───── Data ─────
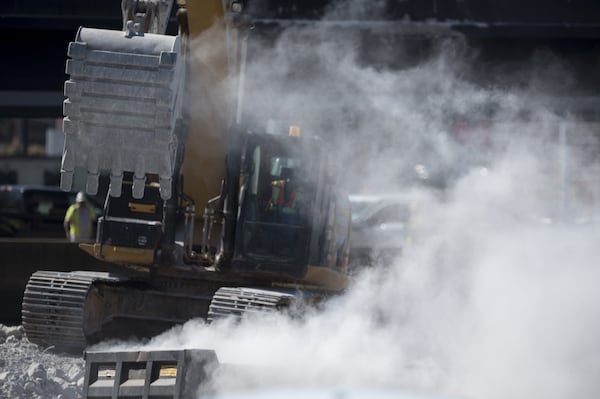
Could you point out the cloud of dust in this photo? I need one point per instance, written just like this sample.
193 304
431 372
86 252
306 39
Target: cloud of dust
496 296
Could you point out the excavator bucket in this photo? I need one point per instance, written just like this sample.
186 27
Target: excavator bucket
147 374
123 111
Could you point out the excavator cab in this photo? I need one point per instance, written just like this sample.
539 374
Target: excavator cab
275 221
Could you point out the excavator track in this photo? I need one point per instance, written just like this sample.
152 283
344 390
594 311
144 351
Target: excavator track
239 301
53 308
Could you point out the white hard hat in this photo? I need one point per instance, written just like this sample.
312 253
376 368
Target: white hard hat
80 197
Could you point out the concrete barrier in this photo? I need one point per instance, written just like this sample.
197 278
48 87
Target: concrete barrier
19 258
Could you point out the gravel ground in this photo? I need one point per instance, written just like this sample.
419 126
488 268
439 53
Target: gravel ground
26 371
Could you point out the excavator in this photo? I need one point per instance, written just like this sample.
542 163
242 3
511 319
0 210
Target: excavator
155 113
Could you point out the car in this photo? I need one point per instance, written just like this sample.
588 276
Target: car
32 211
380 226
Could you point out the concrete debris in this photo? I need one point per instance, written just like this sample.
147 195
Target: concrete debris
27 371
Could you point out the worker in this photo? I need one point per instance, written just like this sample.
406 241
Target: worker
285 195
79 220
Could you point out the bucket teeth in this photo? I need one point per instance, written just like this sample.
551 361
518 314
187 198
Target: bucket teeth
123 107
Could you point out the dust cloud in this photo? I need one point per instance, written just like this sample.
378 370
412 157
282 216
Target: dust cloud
─────
= Work required =
Would you output the full listing exactly as it stands, minus the images?

= Finished exercise =
Could you point out the cloud of dust in this photo? I need one point per instance, written just like this sample.
193 304
431 372
86 252
306 39
Target: cloud of dust
496 296
Could you point out the excavator bucket in this photo? I need one point per instance, written just like this sample.
186 27
Target: excavator bucket
147 374
123 111
Could you point out the excavator cab in this photo? I need one point per instance, written just like this sample.
539 374
Target: excavator cab
275 221
Could you point out the excavator track in this photo? I need one point per instance, written just like this sample.
152 283
344 390
594 311
144 351
Target: excavator track
239 301
53 308
Could you point out the white hard hat in this photo? I need one point per instance, written just like this sample.
312 253
376 368
Target: white hard hat
80 197
Could you point out the concrete barrier in this photo? I need one point per instance, written just like this sample.
197 278
48 87
Target: concrete barrier
19 258
Could you point out the gravel ground in this photo? I need one point per instance, written just like this sample.
419 126
488 268
439 53
Target: gravel ground
26 371
Could you point out the excavator in this photo? I need one point per instance, written just like this sample.
542 163
242 3
511 319
0 210
Target: excavator
155 113
Could you point out the car in this photo? I need one point per instance, written just like this sample.
588 276
Target: car
32 211
380 226
Could you point out the concrete debris in this photo? I need one point per instance, written just like this sample.
147 195
Target: concrete debris
27 371
Could you point out the worker in this photo? I need one point per instance, written just like this sample.
406 241
Target: worker
285 195
79 220
Could you point out the bucket teeth in this photo? I need one point per instance, written just like this sample.
551 361
518 314
187 198
Target: bucket teeth
123 107
Could you point out the dust cloud in this photo? I need one point per instance, written just like this sample.
378 370
412 157
282 216
Target: dust cloud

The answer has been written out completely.